RECORDS SUPPLIED START

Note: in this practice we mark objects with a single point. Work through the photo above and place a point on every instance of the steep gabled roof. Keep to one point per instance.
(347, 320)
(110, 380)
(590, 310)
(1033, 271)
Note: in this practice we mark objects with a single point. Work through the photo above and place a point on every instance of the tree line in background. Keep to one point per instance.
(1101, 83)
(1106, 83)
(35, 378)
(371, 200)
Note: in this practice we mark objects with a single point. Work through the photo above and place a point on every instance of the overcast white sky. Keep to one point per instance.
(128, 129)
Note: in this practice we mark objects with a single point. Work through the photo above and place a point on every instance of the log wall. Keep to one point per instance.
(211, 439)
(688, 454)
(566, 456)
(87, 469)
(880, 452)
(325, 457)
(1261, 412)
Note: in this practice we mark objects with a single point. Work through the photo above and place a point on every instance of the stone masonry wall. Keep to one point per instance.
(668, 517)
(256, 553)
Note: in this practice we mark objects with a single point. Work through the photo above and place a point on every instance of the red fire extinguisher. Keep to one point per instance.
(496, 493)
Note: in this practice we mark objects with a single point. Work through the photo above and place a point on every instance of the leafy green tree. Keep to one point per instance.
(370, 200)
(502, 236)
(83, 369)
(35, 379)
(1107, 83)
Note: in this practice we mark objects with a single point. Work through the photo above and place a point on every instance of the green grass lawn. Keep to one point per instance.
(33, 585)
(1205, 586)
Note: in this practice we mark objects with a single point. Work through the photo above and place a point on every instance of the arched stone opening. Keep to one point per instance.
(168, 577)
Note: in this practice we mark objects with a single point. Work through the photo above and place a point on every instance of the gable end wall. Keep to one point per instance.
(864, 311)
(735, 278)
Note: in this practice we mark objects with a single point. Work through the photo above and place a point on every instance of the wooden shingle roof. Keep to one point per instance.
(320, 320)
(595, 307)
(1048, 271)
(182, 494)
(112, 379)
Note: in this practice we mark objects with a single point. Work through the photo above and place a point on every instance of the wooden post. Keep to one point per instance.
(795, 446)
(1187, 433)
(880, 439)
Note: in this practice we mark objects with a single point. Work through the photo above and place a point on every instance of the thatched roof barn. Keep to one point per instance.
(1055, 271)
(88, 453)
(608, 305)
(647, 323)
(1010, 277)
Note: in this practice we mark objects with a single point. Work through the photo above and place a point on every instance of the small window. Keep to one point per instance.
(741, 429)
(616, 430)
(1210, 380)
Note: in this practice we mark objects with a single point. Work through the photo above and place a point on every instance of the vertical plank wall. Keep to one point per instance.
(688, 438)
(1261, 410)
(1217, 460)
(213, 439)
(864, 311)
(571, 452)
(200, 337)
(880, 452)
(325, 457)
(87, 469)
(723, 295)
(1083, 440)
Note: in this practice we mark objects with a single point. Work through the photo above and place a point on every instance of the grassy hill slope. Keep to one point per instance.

RECORDS SUPPLIED END

■ TASK BRIEF
Please output the line that contains "plank wall. Keep to one point per instance." and every line after it in the entries above, exactly, and nothing more.

■ REPLY TO THE EXERCISE
Note: in this practice we mark objects with a single point. Work through the photo above and place a point on every instance of the vertical plank wall. Keep to one point per instance.
(688, 438)
(1261, 410)
(1217, 460)
(213, 439)
(864, 311)
(571, 452)
(200, 337)
(880, 452)
(325, 457)
(87, 469)
(723, 295)
(1083, 440)
Note: in this practice we mark objects with a single point. Work through the photo above and place a point on every instance of the grassy hill slope. Keep to one point per instance.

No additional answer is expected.